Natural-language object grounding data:
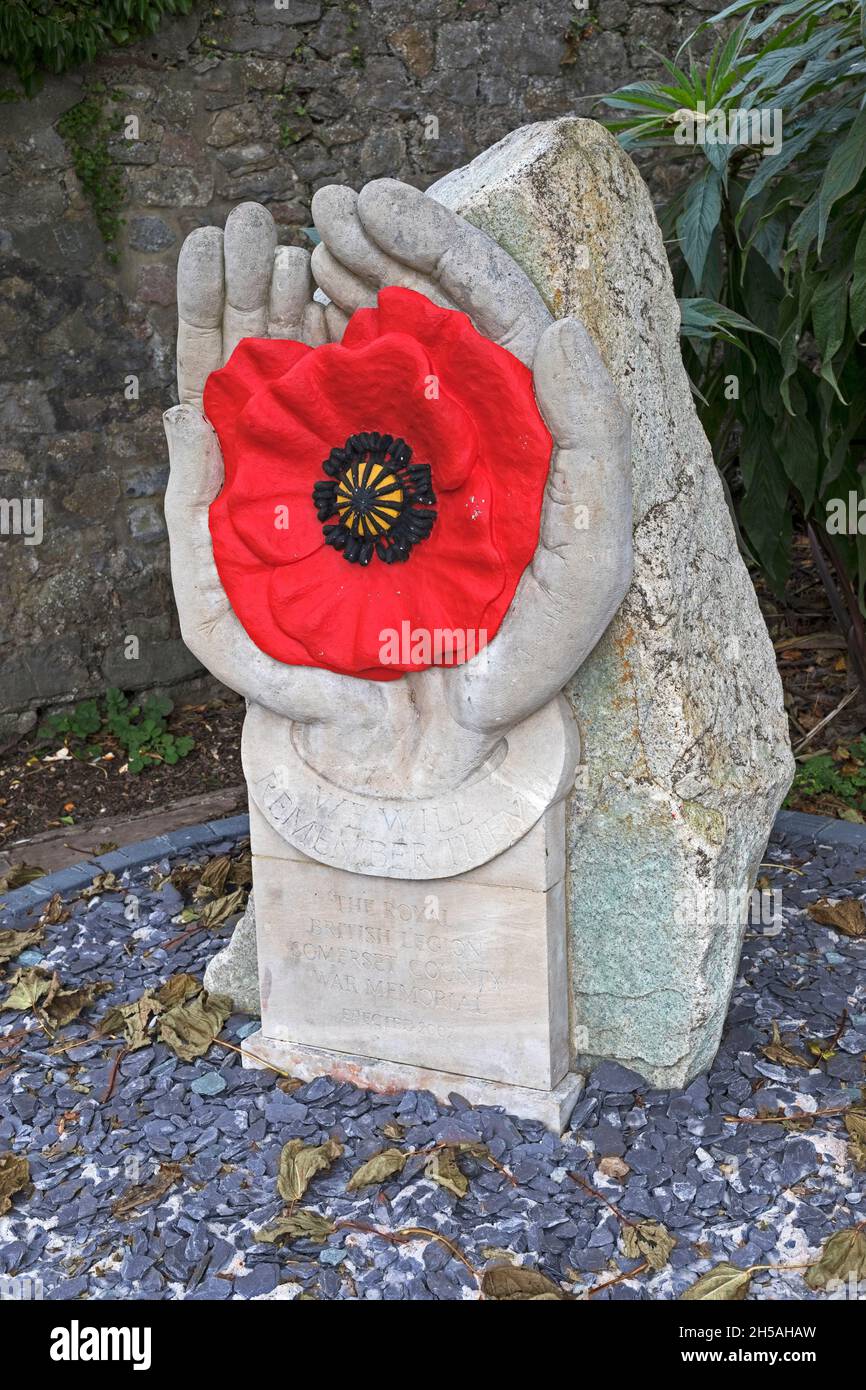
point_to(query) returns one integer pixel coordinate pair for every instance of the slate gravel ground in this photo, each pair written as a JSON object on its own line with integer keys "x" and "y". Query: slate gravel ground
{"x": 754, "y": 1194}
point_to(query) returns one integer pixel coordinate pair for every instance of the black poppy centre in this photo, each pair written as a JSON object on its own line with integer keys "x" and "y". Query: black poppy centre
{"x": 374, "y": 499}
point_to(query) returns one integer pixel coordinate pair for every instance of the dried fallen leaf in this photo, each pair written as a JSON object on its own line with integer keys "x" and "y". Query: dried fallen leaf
{"x": 143, "y": 1194}
{"x": 300, "y": 1162}
{"x": 213, "y": 877}
{"x": 103, "y": 883}
{"x": 64, "y": 1005}
{"x": 613, "y": 1168}
{"x": 648, "y": 1240}
{"x": 14, "y": 1178}
{"x": 191, "y": 1027}
{"x": 724, "y": 1283}
{"x": 289, "y": 1084}
{"x": 18, "y": 875}
{"x": 28, "y": 988}
{"x": 442, "y": 1168}
{"x": 13, "y": 943}
{"x": 387, "y": 1164}
{"x": 241, "y": 872}
{"x": 302, "y": 1225}
{"x": 508, "y": 1283}
{"x": 132, "y": 1020}
{"x": 783, "y": 1055}
{"x": 54, "y": 912}
{"x": 214, "y": 913}
{"x": 845, "y": 916}
{"x": 177, "y": 988}
{"x": 843, "y": 1257}
{"x": 855, "y": 1123}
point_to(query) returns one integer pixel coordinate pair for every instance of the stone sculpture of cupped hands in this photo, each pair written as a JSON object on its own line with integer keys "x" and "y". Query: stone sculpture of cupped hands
{"x": 448, "y": 726}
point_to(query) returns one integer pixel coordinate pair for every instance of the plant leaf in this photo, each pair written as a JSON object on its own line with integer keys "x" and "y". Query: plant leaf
{"x": 855, "y": 1123}
{"x": 698, "y": 221}
{"x": 845, "y": 916}
{"x": 442, "y": 1168}
{"x": 387, "y": 1164}
{"x": 214, "y": 913}
{"x": 189, "y": 1029}
{"x": 651, "y": 1241}
{"x": 302, "y": 1225}
{"x": 783, "y": 1055}
{"x": 843, "y": 1255}
{"x": 18, "y": 875}
{"x": 723, "y": 1283}
{"x": 508, "y": 1283}
{"x": 13, "y": 943}
{"x": 132, "y": 1020}
{"x": 14, "y": 1178}
{"x": 843, "y": 173}
{"x": 300, "y": 1162}
{"x": 28, "y": 988}
{"x": 143, "y": 1194}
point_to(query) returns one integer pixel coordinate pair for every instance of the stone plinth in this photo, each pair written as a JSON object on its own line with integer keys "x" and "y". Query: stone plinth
{"x": 446, "y": 984}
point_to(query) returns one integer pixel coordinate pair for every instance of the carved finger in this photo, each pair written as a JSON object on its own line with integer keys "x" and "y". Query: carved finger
{"x": 346, "y": 242}
{"x": 341, "y": 285}
{"x": 460, "y": 260}
{"x": 249, "y": 245}
{"x": 583, "y": 565}
{"x": 291, "y": 292}
{"x": 200, "y": 303}
{"x": 209, "y": 626}
{"x": 335, "y": 323}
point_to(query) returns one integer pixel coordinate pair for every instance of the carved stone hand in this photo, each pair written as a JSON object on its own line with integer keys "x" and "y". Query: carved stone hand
{"x": 492, "y": 723}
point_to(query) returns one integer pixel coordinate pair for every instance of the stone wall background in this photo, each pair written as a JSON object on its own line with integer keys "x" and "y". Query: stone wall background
{"x": 249, "y": 99}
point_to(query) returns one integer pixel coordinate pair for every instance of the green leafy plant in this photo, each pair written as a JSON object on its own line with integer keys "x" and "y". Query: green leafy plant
{"x": 139, "y": 730}
{"x": 86, "y": 129}
{"x": 768, "y": 246}
{"x": 39, "y": 36}
{"x": 840, "y": 774}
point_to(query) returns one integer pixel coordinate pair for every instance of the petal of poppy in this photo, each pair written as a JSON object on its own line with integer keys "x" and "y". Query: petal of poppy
{"x": 391, "y": 387}
{"x": 444, "y": 588}
{"x": 252, "y": 366}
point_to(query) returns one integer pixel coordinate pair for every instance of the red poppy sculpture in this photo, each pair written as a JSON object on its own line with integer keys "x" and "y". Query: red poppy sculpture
{"x": 387, "y": 484}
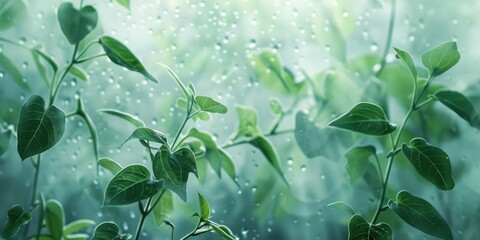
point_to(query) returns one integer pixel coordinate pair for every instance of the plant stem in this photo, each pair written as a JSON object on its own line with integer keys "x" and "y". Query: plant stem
{"x": 144, "y": 212}
{"x": 90, "y": 58}
{"x": 34, "y": 190}
{"x": 388, "y": 42}
{"x": 267, "y": 134}
{"x": 54, "y": 89}
{"x": 187, "y": 117}
{"x": 192, "y": 233}
{"x": 389, "y": 167}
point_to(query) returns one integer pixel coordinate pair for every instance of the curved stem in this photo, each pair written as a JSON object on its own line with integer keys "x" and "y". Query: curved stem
{"x": 388, "y": 42}
{"x": 389, "y": 166}
{"x": 34, "y": 190}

What you need to do:
Retype the records in full, exactly as given, and omit the pictures.

Answer to this task:
point_to(query) returns one integer pixel coordinate pair for every instance of the slate gravel ground in this photo, each pair written as a JSON object on its own line with integer keys "x" and "y". Query: slate gravel ground
{"x": 754, "y": 1194}
point_to(query) returns one integer pixel coordinate pair for every instance of the black poppy centre in this photo, each pair written as a JSON object on its own line with integer keys "x" and "y". Query: black poppy centre
{"x": 374, "y": 499}
point_to(query) returns one integer pixel coordinate pair for every instance of the dried fallen leaf in this photo, each pair written as a JSON object on its own line with integer keys "x" and "y". Query: dried fallen leaf
{"x": 143, "y": 1194}
{"x": 300, "y": 1162}
{"x": 213, "y": 877}
{"x": 103, "y": 883}
{"x": 64, "y": 1005}
{"x": 613, "y": 1168}
{"x": 648, "y": 1240}
{"x": 14, "y": 1178}
{"x": 191, "y": 1027}
{"x": 724, "y": 1283}
{"x": 289, "y": 1084}
{"x": 18, "y": 875}
{"x": 28, "y": 988}
{"x": 442, "y": 1168}
{"x": 13, "y": 943}
{"x": 387, "y": 1164}
{"x": 241, "y": 872}
{"x": 302, "y": 1225}
{"x": 508, "y": 1283}
{"x": 132, "y": 1020}
{"x": 783, "y": 1055}
{"x": 54, "y": 912}
{"x": 214, "y": 913}
{"x": 845, "y": 916}
{"x": 177, "y": 988}
{"x": 843, "y": 1257}
{"x": 855, "y": 1123}
point_to(query) returns one integer pixel coordinate pair for every instance of the stone sculpture of cupped hands in this photo, each pair written as a JSON object on its own line with integer keys "x" and "y". Query: stone sculpture of cupped hands
{"x": 448, "y": 726}
point_to(query) returns one integer pixel coordinate pair for every instance of the plant leaf in this photo, each pair written as a JSON object on its own line with integer keys "x" and "y". Query: plant leaf
{"x": 855, "y": 1123}
{"x": 698, "y": 221}
{"x": 845, "y": 916}
{"x": 442, "y": 1168}
{"x": 387, "y": 1164}
{"x": 214, "y": 913}
{"x": 189, "y": 1029}
{"x": 651, "y": 1241}
{"x": 302, "y": 1225}
{"x": 783, "y": 1055}
{"x": 843, "y": 1255}
{"x": 18, "y": 875}
{"x": 723, "y": 1283}
{"x": 508, "y": 1283}
{"x": 13, "y": 943}
{"x": 132, "y": 1020}
{"x": 14, "y": 1178}
{"x": 843, "y": 173}
{"x": 300, "y": 1162}
{"x": 28, "y": 988}
{"x": 143, "y": 1194}
point_to(query) returns one integer pixel coordinate pair for every instance of the stone plinth in this photo, each pair written as a JSON object on its own line with integer keys "x" and "y". Query: stone plinth
{"x": 446, "y": 984}
point_to(query) returns one integer pixel coordinate pair for every instance of the carved finger in this photo, each pair written as a JSON object on its own line with integer keys "x" and "y". Query: carved finger
{"x": 346, "y": 242}
{"x": 341, "y": 285}
{"x": 460, "y": 260}
{"x": 249, "y": 245}
{"x": 583, "y": 565}
{"x": 291, "y": 292}
{"x": 200, "y": 303}
{"x": 209, "y": 626}
{"x": 335, "y": 323}
point_to(query) returns one integer pixel coordinate pair for every instance of the carved stone hand in this photo, each pair written as a JSON object on its own line with integer keys "x" and "y". Query: carved stone hand
{"x": 492, "y": 723}
point_to(query) returns one integer pixel coordinate pair for every instance of the stone wall background in this photo, each pair written as a JSON object on its own line with integer keys "x" and "y". Query: stone wall background
{"x": 249, "y": 99}
point_to(query) returns one integer pixel coordinate pair for every instance of the green leafy plant in this photo, each pair written as a JSON object on its own line with integer keys "x" and "y". Query: green leafy plant
{"x": 139, "y": 730}
{"x": 86, "y": 129}
{"x": 768, "y": 246}
{"x": 39, "y": 36}
{"x": 840, "y": 774}
point_to(query) returns one integer pixel coordinate pair for every instance of the petal of poppy in this photo, each pair written as a JSON object on its own line with integer keys "x" and "y". Query: petal of poppy
{"x": 391, "y": 387}
{"x": 444, "y": 588}
{"x": 252, "y": 366}
point_to(query) returns one integer pixel coordinate pair for every instance of the red poppy sculpture in this photo, each pair written as a JSON object on its own line with integer keys "x" and "y". Query: red poppy sculpture
{"x": 387, "y": 484}
point_to(query) returns one integer pixel coordinate pair for every instance of the plant stem in this photo, each pair written as a JSON object on its own line with integer keys "x" and "y". Query: plant stem
{"x": 144, "y": 212}
{"x": 90, "y": 58}
{"x": 34, "y": 190}
{"x": 388, "y": 42}
{"x": 267, "y": 134}
{"x": 54, "y": 89}
{"x": 187, "y": 117}
{"x": 192, "y": 233}
{"x": 389, "y": 167}
point_to(query) returns one integer pixel coordinate pair for every instance of the curved stem in this photo, each pair written as a JSON object on its own line with integer keys "x" and "y". Query: curved stem
{"x": 388, "y": 42}
{"x": 389, "y": 166}
{"x": 34, "y": 190}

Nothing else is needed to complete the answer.